Task item:
Copy the records. Keep every line exactly as it is.

Records shown:
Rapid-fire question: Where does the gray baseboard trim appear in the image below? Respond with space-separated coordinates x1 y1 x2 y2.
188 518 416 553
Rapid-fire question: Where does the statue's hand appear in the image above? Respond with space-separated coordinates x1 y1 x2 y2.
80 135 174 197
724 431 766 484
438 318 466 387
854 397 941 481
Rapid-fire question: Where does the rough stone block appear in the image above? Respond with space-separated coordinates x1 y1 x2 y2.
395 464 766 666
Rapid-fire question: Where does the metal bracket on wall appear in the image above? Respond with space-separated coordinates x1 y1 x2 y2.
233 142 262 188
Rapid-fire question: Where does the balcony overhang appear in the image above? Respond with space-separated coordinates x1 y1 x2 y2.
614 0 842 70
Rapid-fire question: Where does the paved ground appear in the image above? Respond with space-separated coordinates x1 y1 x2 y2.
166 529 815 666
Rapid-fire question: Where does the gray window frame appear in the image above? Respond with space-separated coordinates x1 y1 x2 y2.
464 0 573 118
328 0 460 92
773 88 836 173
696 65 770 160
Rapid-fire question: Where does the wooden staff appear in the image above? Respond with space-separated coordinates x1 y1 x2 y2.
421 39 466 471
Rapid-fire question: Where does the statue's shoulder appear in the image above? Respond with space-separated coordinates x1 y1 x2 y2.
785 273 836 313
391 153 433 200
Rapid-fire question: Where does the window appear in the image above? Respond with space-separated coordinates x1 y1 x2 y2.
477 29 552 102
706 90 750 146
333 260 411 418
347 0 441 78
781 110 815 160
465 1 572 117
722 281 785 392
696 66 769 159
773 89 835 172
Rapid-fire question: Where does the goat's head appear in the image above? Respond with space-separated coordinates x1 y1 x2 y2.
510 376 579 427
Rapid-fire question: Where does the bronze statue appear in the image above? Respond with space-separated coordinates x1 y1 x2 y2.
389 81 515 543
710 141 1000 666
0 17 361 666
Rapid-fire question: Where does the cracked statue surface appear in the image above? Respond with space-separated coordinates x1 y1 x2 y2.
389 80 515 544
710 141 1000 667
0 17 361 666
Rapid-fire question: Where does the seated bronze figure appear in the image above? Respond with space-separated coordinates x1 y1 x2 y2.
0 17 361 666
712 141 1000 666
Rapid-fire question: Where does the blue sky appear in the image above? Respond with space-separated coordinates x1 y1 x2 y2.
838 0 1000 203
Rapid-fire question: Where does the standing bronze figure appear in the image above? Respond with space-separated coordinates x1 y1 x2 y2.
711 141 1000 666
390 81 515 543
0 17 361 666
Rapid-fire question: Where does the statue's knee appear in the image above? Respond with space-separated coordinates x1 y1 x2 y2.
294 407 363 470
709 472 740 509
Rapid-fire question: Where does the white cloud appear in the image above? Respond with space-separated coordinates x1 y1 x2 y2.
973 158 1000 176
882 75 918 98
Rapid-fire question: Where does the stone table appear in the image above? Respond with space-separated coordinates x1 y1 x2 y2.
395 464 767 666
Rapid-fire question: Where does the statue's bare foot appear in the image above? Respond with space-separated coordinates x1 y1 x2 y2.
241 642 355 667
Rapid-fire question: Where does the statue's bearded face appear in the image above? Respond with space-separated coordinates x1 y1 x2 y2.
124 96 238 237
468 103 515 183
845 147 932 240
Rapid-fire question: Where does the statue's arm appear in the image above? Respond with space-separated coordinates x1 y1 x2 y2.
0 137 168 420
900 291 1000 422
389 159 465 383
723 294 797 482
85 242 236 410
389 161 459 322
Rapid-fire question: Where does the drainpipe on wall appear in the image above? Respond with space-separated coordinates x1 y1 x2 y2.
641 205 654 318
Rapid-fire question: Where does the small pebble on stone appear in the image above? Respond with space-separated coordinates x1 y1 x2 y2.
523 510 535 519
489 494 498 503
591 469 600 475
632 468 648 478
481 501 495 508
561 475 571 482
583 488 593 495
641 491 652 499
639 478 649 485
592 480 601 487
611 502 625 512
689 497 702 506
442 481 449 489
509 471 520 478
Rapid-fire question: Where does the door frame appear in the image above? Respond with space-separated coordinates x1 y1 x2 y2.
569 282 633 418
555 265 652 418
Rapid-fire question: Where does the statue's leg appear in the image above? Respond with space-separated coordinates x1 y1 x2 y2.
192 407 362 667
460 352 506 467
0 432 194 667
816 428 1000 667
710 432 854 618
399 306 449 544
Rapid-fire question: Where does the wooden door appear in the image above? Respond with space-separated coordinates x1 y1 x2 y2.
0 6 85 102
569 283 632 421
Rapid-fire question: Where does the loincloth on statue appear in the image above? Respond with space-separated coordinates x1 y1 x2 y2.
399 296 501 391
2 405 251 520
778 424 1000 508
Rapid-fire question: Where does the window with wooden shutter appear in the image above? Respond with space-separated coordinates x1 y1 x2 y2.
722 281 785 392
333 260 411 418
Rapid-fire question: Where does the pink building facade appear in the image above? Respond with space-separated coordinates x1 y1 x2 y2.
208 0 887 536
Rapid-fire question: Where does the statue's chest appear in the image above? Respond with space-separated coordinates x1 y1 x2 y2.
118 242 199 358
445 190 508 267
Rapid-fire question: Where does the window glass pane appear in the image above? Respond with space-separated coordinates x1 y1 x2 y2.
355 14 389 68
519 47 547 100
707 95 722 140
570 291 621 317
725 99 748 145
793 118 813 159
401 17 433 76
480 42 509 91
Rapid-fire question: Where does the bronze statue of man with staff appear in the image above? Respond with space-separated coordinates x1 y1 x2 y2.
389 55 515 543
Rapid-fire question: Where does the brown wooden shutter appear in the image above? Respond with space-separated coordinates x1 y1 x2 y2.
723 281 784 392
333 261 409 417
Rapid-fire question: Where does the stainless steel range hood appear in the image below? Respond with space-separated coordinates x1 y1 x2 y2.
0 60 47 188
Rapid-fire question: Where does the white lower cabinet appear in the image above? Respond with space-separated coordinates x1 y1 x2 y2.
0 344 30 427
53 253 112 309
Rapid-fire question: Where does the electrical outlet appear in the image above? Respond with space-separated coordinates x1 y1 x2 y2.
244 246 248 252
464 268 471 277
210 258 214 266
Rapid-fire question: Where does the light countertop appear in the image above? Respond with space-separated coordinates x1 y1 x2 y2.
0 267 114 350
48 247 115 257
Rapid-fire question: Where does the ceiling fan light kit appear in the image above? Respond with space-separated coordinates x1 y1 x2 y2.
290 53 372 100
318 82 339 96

The completed task:
Rapid-fire question: Where does the gray baseboard trim appear in the image below? Respond with space-separated coordinates x1 y1 x2 y2.
188 518 416 553
Rapid-fire question: Where does the statue's hand appear in the image above? Respond with space-separated coordinates x1 y1 x2 y2.
80 135 174 197
724 431 766 484
438 318 466 387
854 397 941 481
Rapid-fire question: Where does the rough stone block appear in the image above? Respond with space-separated coordinates x1 y1 x2 y2.
395 464 766 666
Rapid-fire question: Where does the metal bracket on wall appear in the image above? Respond with space-separated coordinates x1 y1 x2 y2.
233 142 262 188
Rapid-fire question: Where does the balcony overhang appear in the image above? Respond with space-separated coordinates x1 y1 x2 y2.
614 0 842 70
Rapid-fire question: Where does the paved ground appear in the image above? Respond with space-separated coordinates x1 y1 x2 y2.
166 529 815 666
Rapid-fire question: Where does the gray window frame appear in the image above? Respond with space-separated coordinates x1 y1 x2 y2.
464 0 573 118
328 0 460 92
773 88 836 173
696 65 770 160
Rapid-fire question: Where does the wooden staff appear in the image above? Respond with space-separated coordinates x1 y1 x2 y2.
421 39 466 471
Rapid-fire question: Where does the statue's shoulder appear in the image above? Respond with space-separated coordinates x1 y1 x2 y2.
785 273 836 313
391 153 433 200
Rapid-fire question: Where does the window appear in the image above? Respond with space-separated coordinates x1 y1 x2 y2.
477 29 552 102
706 90 750 146
333 260 411 418
347 0 441 78
781 110 815 160
465 1 572 117
722 281 785 392
696 66 769 159
773 89 835 172
Rapid-fire question: Where does the goat's head appear in the image above? Respond with space-separated coordinates x1 y1 x2 y2.
510 376 579 427
Rapid-fire question: Where does the bronze statue appear in the image above? Respond with space-separated coordinates x1 y1 x2 y2.
389 81 515 543
710 141 1000 666
0 17 361 666
Rapid-fire question: Where does the cracked statue surface appear in the image above? Respond with space-separated coordinates x1 y1 x2 y2.
389 80 515 544
710 141 1000 667
0 17 361 666
Rapid-fire question: Where does the seated bronze figure appear in the image above? Respond with space-separated coordinates x1 y1 x2 y2.
0 17 361 666
712 141 1000 666
Rapid-fire question: Where does the blue sky appear in the image above? Respond with space-separated coordinates x1 y1 x2 y2.
838 0 1000 203
Rapid-fire question: Where does the standing bronze figure appear in the image above? Respond with space-separated coordinates x1 y1 x2 y2.
711 141 1000 666
390 81 515 543
0 17 361 666
Rapid-fire question: Where does the statue's knee appear in the image above? Respond with space-separated coordinates x1 y1 x2 y2.
294 407 363 470
709 472 740 509
Rapid-fire question: Where does the white cloud appear in the image above? Respond with space-separated coordinates x1 y1 x2 y2.
973 158 1000 176
882 75 918 98
Rapid-fire question: Where does the stone table appear in the image above? Respond with space-separated coordinates x1 y1 x2 y2.
395 464 767 666
Rapid-fire question: Where does the statue's bare foot appear in the image above? Respond with space-separated coordinates x1 y1 x2 y2.
241 642 355 667
Rapid-fire question: Where does the statue's bearded face appear in the image above? Respond with space-separated coordinates x1 y1 x2 y2.
124 96 238 237
468 103 515 183
845 147 932 240
Rapid-fire question: Where does the statue's arm appear in the image above? Respond with space-separated coordinates x1 y1 x2 y2.
0 137 168 420
900 291 1000 422
389 159 465 383
723 294 797 482
85 242 236 410
389 161 459 322
Rapid-fire question: Where does the drainpipe on wall appear in the image above? Respond with space-separated coordinates x1 y1 x2 y2.
641 205 654 318
Rapid-fire question: Where does the small pebble on stone appear in the image above? Respond with space-separated coordinates x1 y1 x2 y2.
523 510 535 519
489 494 498 503
591 469 600 475
632 468 648 478
481 501 495 508
561 475 571 482
583 488 593 495
641 491 652 499
639 478 649 485
592 480 601 487
611 502 625 512
689 497 702 506
442 481 449 489
509 471 520 478
Rapid-fire question: Where does the door frame appear in the image above? Respond with space-separated coordinates x1 y1 x2 y2.
569 282 633 418
555 265 652 418
Rapid-fire question: Where does the statue's leg appear in the image above? Respond with space-separated coordinates x1 y1 x2 y2.
192 407 362 667
460 352 506 467
0 432 194 667
816 428 1000 667
710 432 854 618
399 306 449 544
Rapid-fire question: Where does the wooden door appear in the image above? Respond with space-separated coordinates x1 y1 x2 y2.
0 6 85 102
569 283 632 421
Rapid-fire question: Where does the loincloth on statue appear in the image above? Respond with space-separated coordinates x1 y1 x2 y2.
399 296 501 391
2 405 251 520
778 424 1000 508
Rapid-fire question: Where does the window with wooden shutter appear in the image above? Respond with space-separated coordinates x1 y1 x2 y2.
722 281 785 392
333 260 411 418
Rapid-fire question: Where does the pink building facade appear in the image above? Respond with space-separated coordinates x1 y1 x2 y2.
208 0 887 536
Rapid-fire question: Where does the statue's chest appear in the image above? Respond with space-separated coordinates x1 y1 x2 y2.
118 242 199 358
445 190 508 267
Rapid-fire question: Where does the window glass pane appear in the image above? Respond with space-separated coordinates x1 y1 x2 y2.
355 14 389 68
519 47 547 100
707 95 722 140
570 291 621 317
725 99 748 145
793 118 813 159
401 17 433 76
480 42 509 91
Rapid-fire question: Where does the bronze statue of man with staff appear in the image above? Respond with space-separated coordinates x1 y1 x2 y2.
389 55 515 543
Rapid-fire question: Where does the brown wooden shutter appear in the image above? Respond with space-separated coordinates x1 y1 x2 y2.
723 281 784 392
333 261 409 417
Rapid-fire question: Where does the stainless steel range hood appear in the image below? Respond with space-separated coordinates x1 y1 x2 y2.
0 60 47 188
Rapid-fire question: Where does the white lower cabinet appear in the image above? Respond with space-separated coordinates x1 y1 x2 y2.
0 344 30 427
53 253 112 309
Rapid-fire question: Where does the electrical outlet appear in the image above? Respond with space-separated coordinates x1 y1 x2 y2.
244 246 248 252
464 268 471 277
210 258 214 266
Rapid-fire question: Where does the light countertop appear in the image above? Respond with space-separated coordinates x1 y1 x2 y2.
0 267 114 350
48 247 115 257
Rapid-fire question: Where does the ceiling fan light kit appear in the image above? Respond with space-separated coordinates x1 y1 x2 y2.
290 53 372 100
318 82 339 96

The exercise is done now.